WRITTEN PROBLEM:
Copy out every line of the listing below that contains the word "court".

MATERIAL FOR THIS TASK:

*****

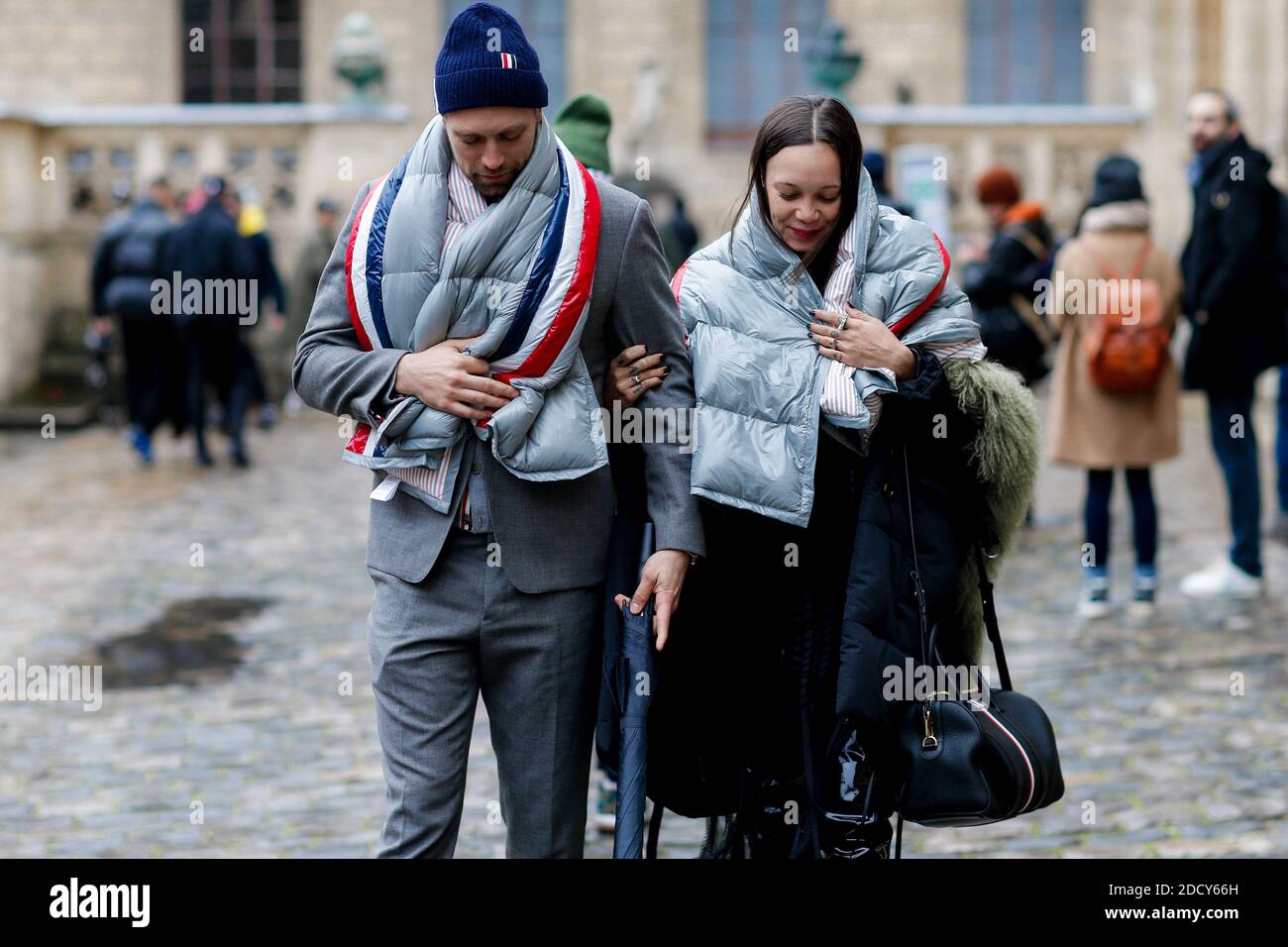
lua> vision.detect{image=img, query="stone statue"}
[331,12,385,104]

*****

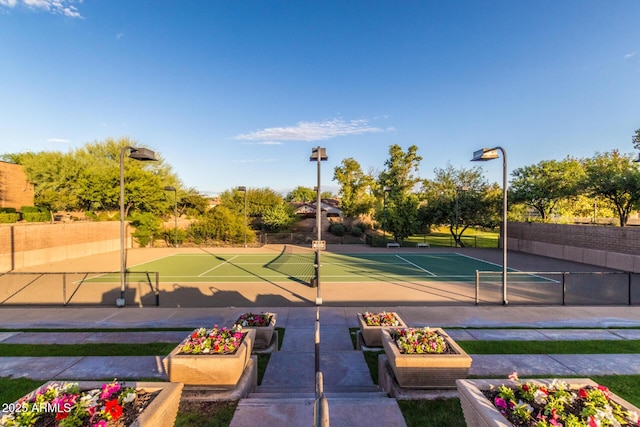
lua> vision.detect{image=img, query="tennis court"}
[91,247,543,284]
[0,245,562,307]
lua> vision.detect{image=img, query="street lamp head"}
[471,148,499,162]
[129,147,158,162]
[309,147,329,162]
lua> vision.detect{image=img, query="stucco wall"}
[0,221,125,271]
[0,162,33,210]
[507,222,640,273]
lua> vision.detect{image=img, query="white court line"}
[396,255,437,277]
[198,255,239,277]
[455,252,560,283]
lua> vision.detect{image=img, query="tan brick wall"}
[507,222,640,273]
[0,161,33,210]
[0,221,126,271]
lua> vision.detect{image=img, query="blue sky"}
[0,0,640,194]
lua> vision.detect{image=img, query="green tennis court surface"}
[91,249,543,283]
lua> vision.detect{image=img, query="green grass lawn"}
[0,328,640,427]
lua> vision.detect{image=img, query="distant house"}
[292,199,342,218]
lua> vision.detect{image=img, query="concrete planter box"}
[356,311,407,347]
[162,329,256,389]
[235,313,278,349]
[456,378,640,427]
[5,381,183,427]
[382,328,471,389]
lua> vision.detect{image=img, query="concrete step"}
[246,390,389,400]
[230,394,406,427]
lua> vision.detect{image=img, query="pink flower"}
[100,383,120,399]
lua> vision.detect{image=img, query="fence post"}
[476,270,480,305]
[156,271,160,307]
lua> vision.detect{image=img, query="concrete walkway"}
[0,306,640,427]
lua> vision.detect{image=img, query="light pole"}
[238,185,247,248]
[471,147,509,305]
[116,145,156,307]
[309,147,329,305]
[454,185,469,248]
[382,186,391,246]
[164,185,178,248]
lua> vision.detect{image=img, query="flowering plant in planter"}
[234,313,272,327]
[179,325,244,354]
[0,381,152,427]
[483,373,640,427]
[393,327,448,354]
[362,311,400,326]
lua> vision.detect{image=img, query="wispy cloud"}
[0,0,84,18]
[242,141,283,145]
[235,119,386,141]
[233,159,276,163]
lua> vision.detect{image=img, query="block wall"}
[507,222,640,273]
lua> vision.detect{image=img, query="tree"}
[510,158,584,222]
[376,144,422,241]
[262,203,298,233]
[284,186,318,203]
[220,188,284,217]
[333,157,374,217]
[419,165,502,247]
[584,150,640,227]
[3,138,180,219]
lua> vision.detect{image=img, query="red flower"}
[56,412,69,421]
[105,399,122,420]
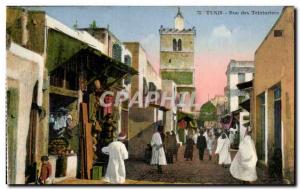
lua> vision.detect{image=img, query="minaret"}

*****

RESULT:
lua> vision.detect{image=img, query="tennis court"}
lua> vision.detect{image=img, query="white court line"}
lua> vision.detect{image=img, query="green tennis court surface"}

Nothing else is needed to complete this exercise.